__Your task__.
Lay out the records below as a Markdown table with the columns "No." and "Entry", one row per line. Begin at the line that contains "Mark each instance of the street" and continue through the end of the records, omitting any blank lines.
──────── Source records ────────
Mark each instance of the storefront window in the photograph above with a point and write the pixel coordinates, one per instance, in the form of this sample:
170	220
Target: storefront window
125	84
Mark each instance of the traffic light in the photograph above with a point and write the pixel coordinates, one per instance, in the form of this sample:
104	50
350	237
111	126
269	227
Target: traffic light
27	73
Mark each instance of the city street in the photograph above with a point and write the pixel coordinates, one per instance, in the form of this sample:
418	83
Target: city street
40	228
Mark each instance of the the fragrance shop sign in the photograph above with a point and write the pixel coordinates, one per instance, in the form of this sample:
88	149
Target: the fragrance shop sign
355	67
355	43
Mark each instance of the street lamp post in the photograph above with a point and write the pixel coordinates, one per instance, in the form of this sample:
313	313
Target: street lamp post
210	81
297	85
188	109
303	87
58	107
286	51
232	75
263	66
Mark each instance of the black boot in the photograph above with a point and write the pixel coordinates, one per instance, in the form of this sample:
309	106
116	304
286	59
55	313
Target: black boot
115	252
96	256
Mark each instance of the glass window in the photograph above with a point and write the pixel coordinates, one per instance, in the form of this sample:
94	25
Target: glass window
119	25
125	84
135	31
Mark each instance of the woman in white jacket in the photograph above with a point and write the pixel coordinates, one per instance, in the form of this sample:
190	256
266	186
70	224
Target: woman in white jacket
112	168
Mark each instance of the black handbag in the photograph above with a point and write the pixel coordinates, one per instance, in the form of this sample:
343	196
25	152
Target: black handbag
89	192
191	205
────────
__Output__.
| No. | Entry |
|---|---|
| 1 | Mark each instance of the street lamp post in the photograph above with a point and write the pixel coordinates, one per instance, in the form of this sample: |
| 2 | 313	313 |
| 3 | Target: street lamp post |
| 4 | 210	81 |
| 5 | 297	85 |
| 6 | 188	109 |
| 7 | 303	87 |
| 8 | 58	107 |
| 9 | 286	51 |
| 10 | 232	75 |
| 11 | 263	66 |
| 12 | Mark each instance of the black boot in the photograph above with a point and write the pixel coordinates, one per instance, in the form of this sample: |
| 13 | 309	106 |
| 14 | 116	304 |
| 15 | 286	59 |
| 16 | 55	313 |
| 17 | Target: black boot |
| 18 | 115	252 |
| 19 | 96	256 |
| 20 | Mark each instance of the glass window in the photograph above with a point and write the pixel coordinates, one per instance, in the form of this sample: |
| 21 | 94	25 |
| 22 | Target: glass window |
| 23 | 119	25 |
| 24 | 125	84 |
| 25 | 135	31 |
| 26 | Mark each instance of the woman in white jacket in the photograph above with a point and write the pixel coordinates, one per instance, in the form of this sample: |
| 27 | 190	256 |
| 28 | 266	186 |
| 29 | 70	224 |
| 30 | Target: woman in white jacket |
| 31 | 112	168 |
| 32 | Mark each instance of the black handbag in the photograph above with a point and write the pixel coordinates, one per instance, in the form of this sample: |
| 33 | 343	196 |
| 34 | 25	152 |
| 35 | Target: black handbag |
| 36 | 89	192 |
| 37 | 191	205 |